→ DESCRIPTION OF THE TASK: Rewrite the rows below, putting "one dot per instance" in place of "a dot on each instance" at every occurrence and leaving everything else untouched.

→ LISTING:
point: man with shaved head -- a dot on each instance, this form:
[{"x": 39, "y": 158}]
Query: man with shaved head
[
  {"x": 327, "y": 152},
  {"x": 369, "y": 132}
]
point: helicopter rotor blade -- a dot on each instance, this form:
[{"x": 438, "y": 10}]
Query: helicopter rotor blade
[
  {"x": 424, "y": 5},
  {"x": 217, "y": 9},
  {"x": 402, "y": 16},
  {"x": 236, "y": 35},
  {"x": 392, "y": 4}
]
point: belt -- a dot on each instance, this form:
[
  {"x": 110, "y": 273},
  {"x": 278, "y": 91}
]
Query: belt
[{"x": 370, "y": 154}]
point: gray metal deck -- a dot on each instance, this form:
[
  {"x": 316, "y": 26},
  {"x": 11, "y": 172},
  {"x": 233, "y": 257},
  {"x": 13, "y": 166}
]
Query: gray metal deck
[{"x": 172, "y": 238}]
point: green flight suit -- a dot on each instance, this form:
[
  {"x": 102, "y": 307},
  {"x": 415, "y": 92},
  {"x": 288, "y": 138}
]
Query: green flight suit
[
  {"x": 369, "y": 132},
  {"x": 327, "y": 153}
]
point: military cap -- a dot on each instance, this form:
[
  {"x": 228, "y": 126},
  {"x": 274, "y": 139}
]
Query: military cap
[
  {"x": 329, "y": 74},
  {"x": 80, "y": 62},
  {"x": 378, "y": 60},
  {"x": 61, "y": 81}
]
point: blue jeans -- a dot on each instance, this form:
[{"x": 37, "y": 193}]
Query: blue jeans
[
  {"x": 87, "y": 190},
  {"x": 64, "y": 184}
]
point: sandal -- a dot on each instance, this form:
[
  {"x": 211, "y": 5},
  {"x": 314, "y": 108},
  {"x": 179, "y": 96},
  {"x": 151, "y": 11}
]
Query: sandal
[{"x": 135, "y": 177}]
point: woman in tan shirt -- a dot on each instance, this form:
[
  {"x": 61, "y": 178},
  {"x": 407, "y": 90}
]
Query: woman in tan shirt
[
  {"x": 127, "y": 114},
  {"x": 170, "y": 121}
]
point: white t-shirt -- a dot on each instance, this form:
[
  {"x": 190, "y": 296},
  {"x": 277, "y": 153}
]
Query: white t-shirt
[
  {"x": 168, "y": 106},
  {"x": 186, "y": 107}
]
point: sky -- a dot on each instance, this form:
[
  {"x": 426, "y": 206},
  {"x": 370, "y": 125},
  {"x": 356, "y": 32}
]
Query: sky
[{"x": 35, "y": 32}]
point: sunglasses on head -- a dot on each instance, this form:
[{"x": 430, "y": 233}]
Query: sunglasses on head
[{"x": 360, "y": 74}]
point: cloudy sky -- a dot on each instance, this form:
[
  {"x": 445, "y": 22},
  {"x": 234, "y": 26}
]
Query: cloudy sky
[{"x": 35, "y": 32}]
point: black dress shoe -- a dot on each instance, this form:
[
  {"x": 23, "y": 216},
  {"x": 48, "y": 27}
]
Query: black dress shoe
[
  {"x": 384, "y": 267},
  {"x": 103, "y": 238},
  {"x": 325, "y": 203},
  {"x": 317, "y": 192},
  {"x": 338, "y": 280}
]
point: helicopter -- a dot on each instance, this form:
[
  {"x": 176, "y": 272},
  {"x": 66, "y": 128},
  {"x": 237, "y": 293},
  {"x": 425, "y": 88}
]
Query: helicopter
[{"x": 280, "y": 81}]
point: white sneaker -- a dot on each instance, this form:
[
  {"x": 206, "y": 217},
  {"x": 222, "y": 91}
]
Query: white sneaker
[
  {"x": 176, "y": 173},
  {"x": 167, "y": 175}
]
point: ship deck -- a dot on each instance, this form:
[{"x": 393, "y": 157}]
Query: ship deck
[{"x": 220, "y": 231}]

→ TASK ANSWER:
point: man with shaved head -- one dot per instance, this form:
[{"x": 39, "y": 158}]
Query: man with shaved head
[
  {"x": 327, "y": 152},
  {"x": 369, "y": 132}
]
point: helicopter rotor blade -- one dot per instance, this form:
[{"x": 438, "y": 10}]
Query: helicopter rotor blade
[
  {"x": 424, "y": 5},
  {"x": 217, "y": 9},
  {"x": 402, "y": 16},
  {"x": 236, "y": 35},
  {"x": 392, "y": 4}
]
point: belt -- one dot per instance, this form:
[
  {"x": 110, "y": 273},
  {"x": 278, "y": 91}
]
Query: belt
[{"x": 370, "y": 154}]
point: gray metal deck -- one dot per instance, this form:
[
  {"x": 316, "y": 26},
  {"x": 11, "y": 172},
  {"x": 233, "y": 257},
  {"x": 13, "y": 166}
]
Query: gray metal deck
[{"x": 172, "y": 238}]
point: green flight suit -- one dot per instance, this form:
[
  {"x": 102, "y": 307},
  {"x": 415, "y": 92},
  {"x": 288, "y": 138}
]
Query: green flight suit
[
  {"x": 369, "y": 132},
  {"x": 327, "y": 153}
]
point: military cap -- one dot per instance, this form:
[
  {"x": 228, "y": 126},
  {"x": 274, "y": 139}
]
Query: military cap
[
  {"x": 329, "y": 74},
  {"x": 80, "y": 62},
  {"x": 378, "y": 60},
  {"x": 61, "y": 81}
]
point: blue jeans -- one dot per instance, this form:
[{"x": 37, "y": 193}]
Query: blue jeans
[
  {"x": 87, "y": 190},
  {"x": 64, "y": 184}
]
point: sandal -- one dot per instance, this form:
[
  {"x": 211, "y": 5},
  {"x": 314, "y": 108},
  {"x": 179, "y": 96},
  {"x": 151, "y": 11}
]
Query: sandal
[{"x": 135, "y": 177}]
point: woman in tan shirt -- one dot per instance, this form:
[
  {"x": 61, "y": 178},
  {"x": 407, "y": 90}
]
Query: woman in tan shirt
[
  {"x": 127, "y": 114},
  {"x": 170, "y": 121}
]
point: white t-shirt -- one dot per instance, this form:
[
  {"x": 190, "y": 296},
  {"x": 277, "y": 153}
]
Query: white t-shirt
[
  {"x": 168, "y": 106},
  {"x": 186, "y": 107}
]
point: sky -- one dot per instance, this form:
[
  {"x": 426, "y": 206},
  {"x": 370, "y": 125},
  {"x": 356, "y": 32}
]
Query: sky
[{"x": 35, "y": 32}]
point: sunglasses on head -- one dot per instance, this form:
[{"x": 430, "y": 233}]
Query: sunglasses on head
[{"x": 360, "y": 74}]
point: cloudy sky -- one dot per instance, this form:
[
  {"x": 445, "y": 22},
  {"x": 234, "y": 26}
]
Query: cloudy sky
[{"x": 35, "y": 32}]
point: black dress shoe -- one dot per instance, this form:
[
  {"x": 23, "y": 216},
  {"x": 48, "y": 27}
]
Query: black dress shoe
[
  {"x": 384, "y": 267},
  {"x": 103, "y": 238},
  {"x": 325, "y": 203},
  {"x": 317, "y": 192},
  {"x": 338, "y": 280}
]
point: helicopter -- one dot per instance, this form:
[
  {"x": 176, "y": 272},
  {"x": 66, "y": 128},
  {"x": 237, "y": 293},
  {"x": 425, "y": 88}
]
Query: helicopter
[{"x": 280, "y": 81}]
point: white sneaker -- one dot per instance, this form:
[
  {"x": 206, "y": 217},
  {"x": 222, "y": 91}
]
Query: white sneaker
[
  {"x": 176, "y": 173},
  {"x": 167, "y": 175}
]
point: ship deck -- one dot per instance, this form:
[{"x": 393, "y": 157}]
Query: ship deck
[{"x": 220, "y": 231}]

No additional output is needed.